-- SOURCE --
Can management give more color on your expectation into the different business lines of yours? And given the strong 2Q numbers, will management consider to raise the full year revenue guidance? Thank you very much.
Speaker 2
Okay. Thank you, Terry. As for the guidance for the second quarter, we're happy to see the very strong student enrollment in Q1. What I mean is the cash revenue as student enrollment in Q1 and the first half of the second quarter. And also, we did very successful summer promotion in the Q1.
And I think the retention rates will be higher. And I think the key growth driver in Q2 and also for the rest of the year, the K-twelve business will be the key top line growth driver. And so most of the revenue growth will come from the K-twelve business. And you can also look at the deferred revenue balance at the end of the Q1. We have the 28.28% to 29% deferred revenue balance increase at the end of the Q1.
And going forward, what I mean for the whole fiscal year 2017, I think the top line growth for the whole year for overall business will be somewhere at 24%, 25% year over year growth. Is it clear?
Speaker 3
Yes. So 24%, 25% is in RMB terms.
Speaker 2
Yes, In RMB terms. It's really difficult to predict the exchange rates changes going forward. So I just want to give the guidance in RMB term. Okay.
Speaker 3
Yes, sure, sure. Very clear. So just one very quick follow-up. So what's the actual retention rate of your summer course students?
Speaker 2
We have 200,000 student enrollments for lower priced summer promotion courses. This is the number.
Speaker 3
Yes. So what's the actual retention rate? Can you share with us?

-- DIRECTIONS --
a: Answer these questions from the call transcript:
(i) Which business does Speaker 2 name as the key top-line growth driver for Q2 and the rest of the year?
(ii) What full-year top-line growth does Speaker 2 expect for fiscal year 2017, and in what currency terms?
(iii) How many student enrollments were there for the lower-priced summer promotion courses?
b: Which lines of the records contain the string "cloud"? Return each of them in full, treating case as significant.

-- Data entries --
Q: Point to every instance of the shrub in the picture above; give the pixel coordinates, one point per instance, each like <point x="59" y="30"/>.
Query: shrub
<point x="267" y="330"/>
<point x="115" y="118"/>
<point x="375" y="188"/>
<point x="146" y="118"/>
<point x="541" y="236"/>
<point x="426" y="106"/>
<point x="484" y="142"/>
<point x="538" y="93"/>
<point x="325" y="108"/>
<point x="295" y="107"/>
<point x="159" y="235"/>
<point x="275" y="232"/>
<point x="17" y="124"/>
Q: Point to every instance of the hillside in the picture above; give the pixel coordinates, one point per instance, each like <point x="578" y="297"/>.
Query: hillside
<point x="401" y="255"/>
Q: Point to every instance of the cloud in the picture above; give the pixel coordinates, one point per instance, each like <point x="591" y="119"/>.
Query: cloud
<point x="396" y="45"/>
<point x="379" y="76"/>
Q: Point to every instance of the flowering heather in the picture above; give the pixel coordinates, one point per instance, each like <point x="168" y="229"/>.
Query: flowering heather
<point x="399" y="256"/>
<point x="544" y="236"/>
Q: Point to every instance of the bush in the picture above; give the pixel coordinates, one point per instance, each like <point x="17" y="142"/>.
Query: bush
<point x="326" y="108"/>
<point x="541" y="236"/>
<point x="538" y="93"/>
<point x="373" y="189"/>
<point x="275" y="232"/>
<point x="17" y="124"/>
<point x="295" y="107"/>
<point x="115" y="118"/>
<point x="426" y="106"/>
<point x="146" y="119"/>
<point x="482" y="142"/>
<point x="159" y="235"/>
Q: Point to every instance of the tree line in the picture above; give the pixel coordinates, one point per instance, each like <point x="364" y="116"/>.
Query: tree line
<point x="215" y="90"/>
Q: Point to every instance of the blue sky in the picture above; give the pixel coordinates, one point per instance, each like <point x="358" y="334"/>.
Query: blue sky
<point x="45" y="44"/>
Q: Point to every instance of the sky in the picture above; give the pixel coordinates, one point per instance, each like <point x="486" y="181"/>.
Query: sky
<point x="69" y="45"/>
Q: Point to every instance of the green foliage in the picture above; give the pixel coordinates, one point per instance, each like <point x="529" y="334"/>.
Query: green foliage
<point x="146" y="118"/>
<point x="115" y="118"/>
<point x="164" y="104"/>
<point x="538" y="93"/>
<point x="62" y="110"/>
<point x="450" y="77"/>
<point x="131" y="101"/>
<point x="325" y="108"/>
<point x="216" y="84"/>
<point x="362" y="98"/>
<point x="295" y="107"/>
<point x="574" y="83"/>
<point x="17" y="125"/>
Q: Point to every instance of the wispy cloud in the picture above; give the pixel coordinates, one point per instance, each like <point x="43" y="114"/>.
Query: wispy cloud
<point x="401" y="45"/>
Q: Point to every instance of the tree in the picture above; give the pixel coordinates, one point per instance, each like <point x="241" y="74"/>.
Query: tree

-- PER-TASK OUTPUTS --
a:
(i) The K-twelve business.
(ii) Somewhere at 24% to 25% year-over-year growth, in RMB terms.
(iii) 200,000.

b:
Q: Point to every instance of the cloud in the picture above; give the pixel coordinates, one point per instance, each like <point x="591" y="119"/>.
Query: cloud
Q: Point to every instance of the wispy cloud in the picture above; give the pixel coordinates, one point per instance, each like <point x="43" y="114"/>.
Query: wispy cloud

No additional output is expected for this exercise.